▶ [Instructions to follow] Pick out every line in the rows that contains the word "arch", and copy each one in full. Case counts.

▶ [Excerpted data]
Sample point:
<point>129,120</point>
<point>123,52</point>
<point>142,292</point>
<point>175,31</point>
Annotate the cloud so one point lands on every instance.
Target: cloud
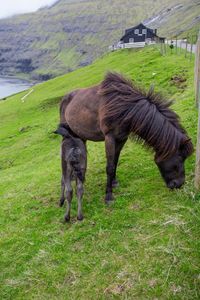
<point>12,7</point>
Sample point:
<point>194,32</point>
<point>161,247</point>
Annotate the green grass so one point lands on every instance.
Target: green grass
<point>145,246</point>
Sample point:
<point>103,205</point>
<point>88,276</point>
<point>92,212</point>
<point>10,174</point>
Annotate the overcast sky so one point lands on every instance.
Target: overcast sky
<point>12,7</point>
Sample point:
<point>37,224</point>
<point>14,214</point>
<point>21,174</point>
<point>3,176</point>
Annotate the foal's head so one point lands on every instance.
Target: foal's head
<point>172,169</point>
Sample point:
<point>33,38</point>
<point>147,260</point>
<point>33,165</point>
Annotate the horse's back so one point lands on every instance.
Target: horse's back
<point>82,114</point>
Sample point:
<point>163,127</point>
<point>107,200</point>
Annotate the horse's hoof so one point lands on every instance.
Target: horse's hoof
<point>115,183</point>
<point>61,202</point>
<point>67,218</point>
<point>80,218</point>
<point>109,198</point>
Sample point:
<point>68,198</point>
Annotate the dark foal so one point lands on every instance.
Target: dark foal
<point>74,163</point>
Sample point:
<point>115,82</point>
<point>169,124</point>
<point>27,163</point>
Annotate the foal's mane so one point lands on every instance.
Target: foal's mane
<point>145,114</point>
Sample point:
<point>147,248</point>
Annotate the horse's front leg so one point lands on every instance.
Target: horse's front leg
<point>110,167</point>
<point>118,147</point>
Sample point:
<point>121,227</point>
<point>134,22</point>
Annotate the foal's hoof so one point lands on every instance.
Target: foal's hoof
<point>115,183</point>
<point>61,202</point>
<point>67,219</point>
<point>80,218</point>
<point>109,198</point>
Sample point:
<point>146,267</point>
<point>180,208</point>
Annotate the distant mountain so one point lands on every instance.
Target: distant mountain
<point>72,33</point>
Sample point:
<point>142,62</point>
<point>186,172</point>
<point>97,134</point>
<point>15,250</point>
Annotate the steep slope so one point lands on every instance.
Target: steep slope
<point>145,246</point>
<point>72,33</point>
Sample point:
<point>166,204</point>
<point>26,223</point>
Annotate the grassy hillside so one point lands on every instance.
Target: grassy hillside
<point>145,246</point>
<point>72,33</point>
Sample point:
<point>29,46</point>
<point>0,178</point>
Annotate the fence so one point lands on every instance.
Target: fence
<point>197,97</point>
<point>179,46</point>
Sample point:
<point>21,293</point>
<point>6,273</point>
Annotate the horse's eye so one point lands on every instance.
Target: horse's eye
<point>175,168</point>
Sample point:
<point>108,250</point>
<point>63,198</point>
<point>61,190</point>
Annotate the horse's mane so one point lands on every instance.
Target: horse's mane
<point>145,114</point>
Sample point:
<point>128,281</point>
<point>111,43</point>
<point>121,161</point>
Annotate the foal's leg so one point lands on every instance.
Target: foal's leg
<point>79,186</point>
<point>69,195</point>
<point>110,167</point>
<point>62,197</point>
<point>118,147</point>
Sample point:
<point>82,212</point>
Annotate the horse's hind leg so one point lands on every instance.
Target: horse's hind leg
<point>118,147</point>
<point>69,195</point>
<point>110,167</point>
<point>62,197</point>
<point>79,197</point>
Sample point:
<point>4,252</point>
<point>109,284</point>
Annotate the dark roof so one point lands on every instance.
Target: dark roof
<point>127,31</point>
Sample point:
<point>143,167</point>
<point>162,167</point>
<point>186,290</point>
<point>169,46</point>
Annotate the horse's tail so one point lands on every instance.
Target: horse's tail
<point>75,161</point>
<point>63,105</point>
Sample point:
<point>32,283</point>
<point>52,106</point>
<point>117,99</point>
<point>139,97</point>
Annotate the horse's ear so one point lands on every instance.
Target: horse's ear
<point>186,148</point>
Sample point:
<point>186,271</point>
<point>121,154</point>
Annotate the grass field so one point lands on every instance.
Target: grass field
<point>145,246</point>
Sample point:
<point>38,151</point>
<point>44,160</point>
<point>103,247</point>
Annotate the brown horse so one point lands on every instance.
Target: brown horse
<point>115,109</point>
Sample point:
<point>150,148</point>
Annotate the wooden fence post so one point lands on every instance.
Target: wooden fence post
<point>197,96</point>
<point>197,71</point>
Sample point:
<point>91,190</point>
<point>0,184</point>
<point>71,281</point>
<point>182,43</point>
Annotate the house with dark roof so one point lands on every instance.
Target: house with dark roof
<point>141,34</point>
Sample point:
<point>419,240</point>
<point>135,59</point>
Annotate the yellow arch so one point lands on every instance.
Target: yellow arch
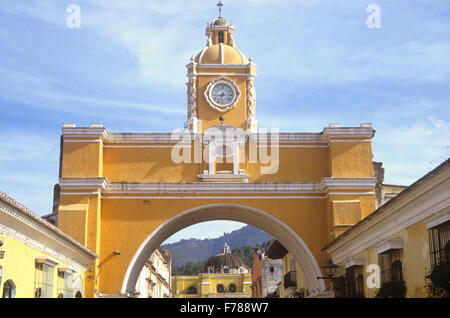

▶ [Response for this exercise]
Annotate the yellow arch so one point lands on every instance.
Target: yellow arch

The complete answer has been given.